More than 10 years ago, CBS signed a six-year $11 billion deal with the NCAA for the rights to the March Madness Tournament. The math comes out to be more than an average $500 million a year. The most astonishing number is zero, which is the amount each collegiate basketball player gets paid. Although far from slavery, the treatment of student-athletes in revenue-generating sports may be the closest legal and accepted act of slavery that exists today.
The default rebuttal to this claim is that student-athletes are getting paid in the form of scholarships, thus their efforts are compensated. Although scholarships provide great opportunities for many athletes, a college education means little if there is no diploma to back it up. The graduation rates for student-athletes in basketball are increasing but are still embarrassingly low. According to a 2010 study on graduation success rates, only 44 of the 65 teams (69 percent) that made it to the NCAA tournament graduated more than 50 percent of their players.
The commonly accepted answer to this discrepancy is that athletes are simply not as intelligent. This misconception, however, ignores too many variables to have any validity. Many students feel that they are burdened by their extracurricular activities, yet our workload pales in comparison to that of basketball and football players. The weekly time commitment of athletic practice is enormous. They are expected to push their bodies to the limit during every practice and then are expected to memorize playbooks in their free time. It is a wonder that any student-athlete even bothers to go to class when he is constantly exhausted mentally and physically.
The reality is that for many fans, coaches and athletic directors, athletics come first and academics are often an afterthought. The importance of on-court performance and the lack of emphasis on academics make scholarships worthless. These athletes are merely here for the short term in order to raise money for the academic department and to raise the stature of their schools. Whether or not they get a degree is not the concern of the administration, as demonstrated by the graduation rates.
So should universities and colleges take a more aggressive approach in order to graduate their athletes? Maybe it would be easier to compensate them while they are in college, instead. The problem arises about how to decide who and how much to pay them. The simple answer is to pay to those who earn, even at the expense of other programs.

Recorded data:

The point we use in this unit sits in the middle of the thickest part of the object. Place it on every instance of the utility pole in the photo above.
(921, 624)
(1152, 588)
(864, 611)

What you are asked to do: Rewrite the part of the piece on paying college athletes between "More than 10" and "that exists today.", inclusive, changing "CBS" to "ESPN".

The answer:
More than 10 years ago, ESPN signed a six-year $11 billion deal with the NCAA for the rights to the March Madness Tournament. The math comes out to be more than an average $500 million a year. The most astonishing number is zero, which is the amount each collegiate basketball player gets paid. Although far from slavery, the treatment of student-athletes in revenue-generating sports may be the closest legal and accepted act of slavery that exists today.